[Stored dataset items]
** START **

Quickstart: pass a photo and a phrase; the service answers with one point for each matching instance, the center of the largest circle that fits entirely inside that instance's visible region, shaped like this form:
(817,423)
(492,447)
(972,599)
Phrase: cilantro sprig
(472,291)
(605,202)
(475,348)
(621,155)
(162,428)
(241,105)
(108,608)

** END **

• _What to do_
Scale the data above by writing out all of it again, with each x and y coordinate in the answer points multiplied by 2.2 and rounded to a whole number, halves rounding up. Keep the instructions and their sample coordinates unchanged.

• _The reply_
Quickstart: pass a photo and a phrase; the service answers with one point for each matching instance, the center of the largest circle that fits entirely inside that instance's visible region, shaped like this form:
(817,423)
(492,447)
(972,599)
Phrase: cilantro sprig
(1038,640)
(1331,444)
(1045,766)
(1366,341)
(356,942)
(530,231)
(238,1338)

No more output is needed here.